• Provided text:
'''
# Need to know how to start



## feelingstuck (Sep 6, 2010)

I've been working toward trying to seperate from my husband but I'm at a loss on how to start the actual conversation. We're both miserable and spend no time together. He's been sleeping on the sofa for close to 5 years. The only real asset we have that I have to worry about is our home which is of course mortgaged to the max and going to be very difficult to sell in this economy. I can handle the mortgage payment while we have it on the market if I can just convince him that he needs to move out. I just don't know how to do it because I still feel like I'll be blindsiding him and don't want to hurt him even though he's been verbally abusive to not just me but my kids as well.
So how do you tell someone it's time to part ways?


----------



## smetana (Sep 3, 2010)

I am having a very similar struggle. My problem is my spouse avoids me (engrossed in video games, claims to be sick, sneaks of to bed at 8pm). Anyhow... in regards to your situation, the verbally abusive part concerns me. How long has that been going on for? How old are your kids? Does your husband have any idea you're unhappy enough to suggest separation? What about involving a counselor?


----------



## feelingstuck (Sep 6, 2010)

The verbal abuse has been going on for years and seems to be worse at different times. It wasn't as bad over the summer while his daughter was home from college since he never lets his kids see how he behaves. My kids are all high school age, his are grown. I tried to get him to do counseling two years ago but he wouldn't go. I'm at the point now that I have no interest left in the marriage. I don't see myself living this way for the rest of my life. He has said he's miserable but since I have a bad habit of keeping things to myself I doubt he's aware of exactly how unhappy I am. I'm sure he feels as stuck as I do because of the house and our finances, although I think we could work things out to seperate and he is the type who always sees things at their worst.


----------
'''
• Provided data:
'''
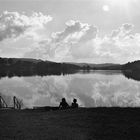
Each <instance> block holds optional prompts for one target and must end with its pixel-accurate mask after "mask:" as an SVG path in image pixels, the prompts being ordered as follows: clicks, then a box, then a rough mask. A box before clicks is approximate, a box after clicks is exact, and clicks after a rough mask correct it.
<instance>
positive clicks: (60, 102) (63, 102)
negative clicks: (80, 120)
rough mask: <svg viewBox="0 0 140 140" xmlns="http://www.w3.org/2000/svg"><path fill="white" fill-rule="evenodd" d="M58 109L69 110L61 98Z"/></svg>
mask: <svg viewBox="0 0 140 140" xmlns="http://www.w3.org/2000/svg"><path fill="white" fill-rule="evenodd" d="M59 108H60V109H67V108H69V105H68V103H67V102H66V99H65V98H62V101H61V102H60V105H59Z"/></svg>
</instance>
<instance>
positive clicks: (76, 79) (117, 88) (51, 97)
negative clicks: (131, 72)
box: [0, 71, 140, 108]
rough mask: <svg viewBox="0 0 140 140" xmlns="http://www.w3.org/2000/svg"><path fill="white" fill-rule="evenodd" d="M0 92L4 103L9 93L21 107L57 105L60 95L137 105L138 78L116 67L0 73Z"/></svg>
mask: <svg viewBox="0 0 140 140" xmlns="http://www.w3.org/2000/svg"><path fill="white" fill-rule="evenodd" d="M0 92H1V94H2V96H3V98H4V99H5V100H6V102H7V103H8V105H11V106H12V104H13V103H12V97H13V96H16V97H18V98H19V99H22V100H23V104H24V107H29V108H30V107H33V106H58V105H59V102H60V101H61V98H62V97H65V98H66V99H67V102H68V103H69V104H71V101H72V100H73V98H77V100H78V103H79V105H80V106H82V107H97V106H106V107H113V106H121V107H126V106H131V107H135V106H140V82H139V81H135V80H132V79H128V78H126V77H125V76H124V75H123V74H122V73H121V72H119V71H91V72H89V73H83V72H79V73H75V74H70V75H60V76H33V77H16V76H15V77H12V78H8V77H3V78H1V79H0Z"/></svg>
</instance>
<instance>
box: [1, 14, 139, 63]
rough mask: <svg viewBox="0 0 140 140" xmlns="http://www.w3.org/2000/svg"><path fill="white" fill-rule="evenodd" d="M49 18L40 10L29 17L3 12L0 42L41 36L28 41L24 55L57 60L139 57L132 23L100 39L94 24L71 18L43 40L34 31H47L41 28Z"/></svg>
mask: <svg viewBox="0 0 140 140" xmlns="http://www.w3.org/2000/svg"><path fill="white" fill-rule="evenodd" d="M51 20H52V17H50V16H48V15H43V14H42V13H33V14H32V15H30V16H29V15H26V14H25V13H21V14H20V13H18V12H3V13H2V14H1V15H0V41H3V40H4V39H8V38H17V37H19V36H20V35H26V36H28V37H29V36H32V37H33V36H34V37H37V36H40V39H41V40H40V39H39V40H36V41H37V42H34V43H33V44H32V45H31V44H30V46H31V47H29V49H28V50H27V47H26V48H25V49H26V51H23V53H24V54H23V55H24V57H30V58H37V59H44V60H46V59H48V60H52V61H58V62H61V61H74V62H91V63H105V62H113V63H126V62H128V61H133V60H135V59H140V34H139V33H136V34H134V33H133V28H134V25H132V24H129V23H125V24H122V25H121V26H120V27H119V28H118V29H115V30H113V31H112V32H111V33H110V34H109V35H105V36H104V37H102V38H101V37H99V35H98V28H97V27H96V26H94V25H89V24H88V23H82V22H80V21H74V20H70V21H68V22H66V25H65V29H64V30H62V31H59V32H55V33H52V35H51V36H50V37H47V35H46V38H45V39H44V38H43V39H42V37H41V34H40V33H39V32H37V30H38V29H43V30H44V29H45V30H46V28H44V27H46V26H45V25H46V24H47V23H48V22H49V21H51ZM20 46H21V45H20ZM26 46H27V45H26ZM19 48H20V47H19ZM19 51H20V49H19ZM1 52H3V51H2V50H1ZM20 54H21V53H20Z"/></svg>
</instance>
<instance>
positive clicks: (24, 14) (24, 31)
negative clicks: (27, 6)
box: [0, 11, 52, 41]
mask: <svg viewBox="0 0 140 140" xmlns="http://www.w3.org/2000/svg"><path fill="white" fill-rule="evenodd" d="M51 20H52V17H50V16H48V15H43V14H42V13H40V12H39V13H35V12H34V13H32V15H30V16H28V15H26V14H25V13H22V14H20V13H18V12H7V11H5V12H3V13H2V14H1V15H0V41H3V40H4V39H7V38H16V37H18V36H20V35H22V34H24V33H25V32H26V31H29V29H30V30H31V29H38V28H43V26H44V25H45V24H47V23H48V22H49V21H51ZM30 35H33V34H32V33H31V32H30Z"/></svg>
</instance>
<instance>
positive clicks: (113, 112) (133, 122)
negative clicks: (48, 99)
mask: <svg viewBox="0 0 140 140" xmlns="http://www.w3.org/2000/svg"><path fill="white" fill-rule="evenodd" d="M135 139H138V140H139V139H140V108H89V109H86V108H80V109H69V110H56V111H45V110H20V111H18V110H0V140H135Z"/></svg>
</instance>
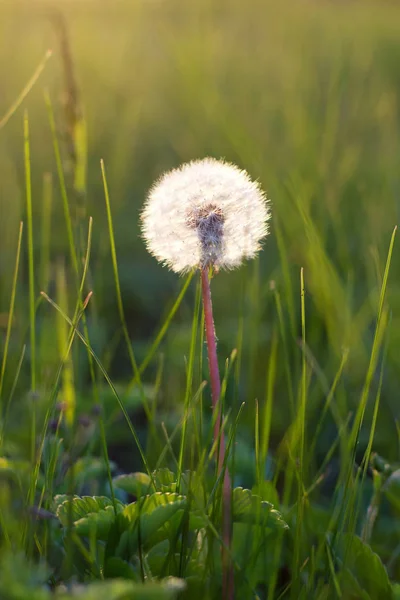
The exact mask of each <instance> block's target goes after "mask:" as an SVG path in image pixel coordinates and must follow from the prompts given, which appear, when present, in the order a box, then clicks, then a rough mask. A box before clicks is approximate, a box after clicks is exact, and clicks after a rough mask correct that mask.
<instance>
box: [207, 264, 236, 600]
'''
• Required work:
A – How long has the husband been sleeping on the sofa, according to the forum thread?
B – Edit the part of the forum thread that opens with the words containing "I've been working" and closes with "(Sep 3, 2010)", replacing "sofa" with "couch".

• Solution set:
A – Close to 5 years.

B –
I've been working toward trying to seperate from my husband but I'm at a loss on how to start the actual conversation. We're both miserable and spend no time together. He's been sleeping on the couch for close to 5 years. The only real asset we have that I have to worry about is our home which is of course mortgaged to the max and going to be very difficult to sell in this economy. I can handle the mortgage payment while we have it on the market if I can just convince him that he needs to move out. I just don't know how to do it because I still feel like I'll be blindsiding him and don't want to hurt him even though he's been verbally abusive to not just me but my kids as well.
So how do you tell someone it's time to part ways?


----------



## smetana (Sep 3, 2010)